### Given text ###

Award Recipient: University of California, Davis

Start Date: September 1, 2022
End Date: August 31, 2025 (estimated)
Total Intended Award Amount: $470,298
Total Award Amount to Date: $470,298

This award supports fundamental research to modify existing photolithography tools and methods and enables optical micropatterning of organic semiconducting polymers into electronic circuits. The new processing tool enables micro and nanopatterning, controlled doping and layering of a broad class of organic electronic materials that currently cannot be micro or nanopatterned into functional devices, such as, flexible electronics and wearables. Results from this research enables advancements in many applications such as chemical sensing, neuromorphic computing, and medical diagnostics. The ensuing technological impacts result in economic opportunities in healthcare, energy, and environment. This research lowers the cost for production of prototype organic electronic devices by orders of magnitude, which spurs economic growth and national prosperity. The project partners with instrument manufacturers, trains students at all levels and broadens participation of women and under-represented minorities.

Funding in 2021 included the following:

Award Recipient: Massachusetts Institute of Technology

Start Date: September 1, 2021
End Date: August 31, 2024 (estimated)
Total Intended Award Amount: $382,192
Total Award Amount to Date: $382,192

This award will support research on the first AM technique for recyclable thermoplastic materials that utilizes photopolymerization, called Interfacial Photopolymerization (IPP). This work combines fundamental materials science and manufacturing scale-up to enable the digital production of intricate, high resolution thermoplastic objects using commercially available feedstock materials. This work will have economic and environmental benefits by opening new applications in automotive, aerospace, consumer, and medical device industries that use recyclable plastics, which is a vital contribution to the sustainability of our world.

Award Recipient: Rensselaer Polytechnic Institute

Start Date: January 1, 2021
End Date: December 31, 2023 (estimated)

### Recorded information ###

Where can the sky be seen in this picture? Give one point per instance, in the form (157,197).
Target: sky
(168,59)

###

What is the total intended award amount for the Massachusetts Institute of Technology project in the award text? The listing is separate material and has no connection to the award text.

### Final answer
$382,192